Finally, record_cohort_events() inserts these events into the database. This method gets called at the end of the request, after everything has rendered properly and has been sent to the user. This prevents any error in the event system from causing the request to fail and it reduces the apparent user latency.

How does it look to use this logging? It's almost trivial:

=head2 index

The root page (/)

=cut

sub index :Path :Args(0)
{
    my ( $self, $c ) = @_;

    $c->log_cohort_event( event => 'VIEWEDHOMEPAGE' );
    $c->stash( template => 'index.tt' );
}

=head2 send_feedback

Allows the user to send feedback about what just happened.

=cut

sub send_feedback :Path('/send_feedback') :Args(0)
{
    my ($self, $c) = @_;
    my $method     = lc $c->req->method;

    return $c->res->redirect( '/users' ) unless $method eq 'post';

    my $params     = $self->get_params_for( $c, 'feedback' );
    $c->model( 'UserMail' )->send_feedback( $c, $params );

    $c->add_message( 'Feedback received! '.

=== Given request 1 ===
Edit the cohort event logging text starting at "Finally, record_cohort_events() inserts" and ending at "root page (/)", replacing "database" with "event log table".

=== Records supplied ===

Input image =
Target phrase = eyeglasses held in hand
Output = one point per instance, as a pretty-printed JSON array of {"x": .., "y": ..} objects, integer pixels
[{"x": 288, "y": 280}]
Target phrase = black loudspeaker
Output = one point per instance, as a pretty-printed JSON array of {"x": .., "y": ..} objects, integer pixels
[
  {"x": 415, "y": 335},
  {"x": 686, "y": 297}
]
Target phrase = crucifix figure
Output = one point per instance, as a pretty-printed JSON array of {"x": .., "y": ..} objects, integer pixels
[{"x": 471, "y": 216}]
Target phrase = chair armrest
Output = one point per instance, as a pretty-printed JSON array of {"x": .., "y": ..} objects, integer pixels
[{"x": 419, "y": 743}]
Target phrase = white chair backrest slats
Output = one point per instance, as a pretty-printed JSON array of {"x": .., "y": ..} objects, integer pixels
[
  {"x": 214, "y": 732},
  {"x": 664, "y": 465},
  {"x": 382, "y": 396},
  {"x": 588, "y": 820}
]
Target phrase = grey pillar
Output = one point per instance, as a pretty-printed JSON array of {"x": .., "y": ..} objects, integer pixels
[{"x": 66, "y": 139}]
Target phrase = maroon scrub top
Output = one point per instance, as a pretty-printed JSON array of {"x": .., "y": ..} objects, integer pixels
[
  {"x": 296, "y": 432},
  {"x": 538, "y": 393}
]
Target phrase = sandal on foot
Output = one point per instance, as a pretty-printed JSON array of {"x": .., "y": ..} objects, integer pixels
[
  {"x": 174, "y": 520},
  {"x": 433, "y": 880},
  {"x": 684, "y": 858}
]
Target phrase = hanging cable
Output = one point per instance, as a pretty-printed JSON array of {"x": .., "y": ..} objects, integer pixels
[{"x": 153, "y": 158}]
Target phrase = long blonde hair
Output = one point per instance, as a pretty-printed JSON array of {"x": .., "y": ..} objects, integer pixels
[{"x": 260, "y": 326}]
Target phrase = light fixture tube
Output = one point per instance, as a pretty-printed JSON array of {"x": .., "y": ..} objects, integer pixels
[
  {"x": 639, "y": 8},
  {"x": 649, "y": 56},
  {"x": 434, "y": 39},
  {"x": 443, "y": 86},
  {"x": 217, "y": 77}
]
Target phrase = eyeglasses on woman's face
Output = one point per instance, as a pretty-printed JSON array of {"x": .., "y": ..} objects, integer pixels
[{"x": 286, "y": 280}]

=== Given request 2 ===
Rewrite the part of the listing starting at the line that contains "Target phrase = long blonde hair" and ending at the end of the listing as a numbered list, with blank lines omitted.

=== Complete output 1 ===
Finally, record_cohort_events() inserts these events into the event log table. This method gets called at the end of the request, after everything has rendered properly and has been sent to the user. This prevents any error in the event system from causing the request to fail and it reduces the apparent user latency.

How does it look to use this logging? It's almost trivial:

=head2 index

The root page (/)

=== Complete output 2 ===
1. Target phrase = long blonde hair
2. Output = one point per instance, as a pretty-printed JSON array of {"x": .., "y": ..} objects, integer pixels
3. [{"x": 260, "y": 326}]
4. Target phrase = light fixture tube
5. Output = one point per instance, as a pretty-printed JSON array of {"x": .., "y": ..} objects, integer pixels
6. [
7.   {"x": 639, "y": 8},
8.   {"x": 649, "y": 56},
9.   {"x": 434, "y": 39},
10.   {"x": 443, "y": 86},
11.   {"x": 217, "y": 77}
12. ]
13. Target phrase = eyeglasses on woman's face
14. Output = one point per instance, as a pretty-printed JSON array of {"x": .., "y": ..} objects, integer pixels
15. [{"x": 286, "y": 280}]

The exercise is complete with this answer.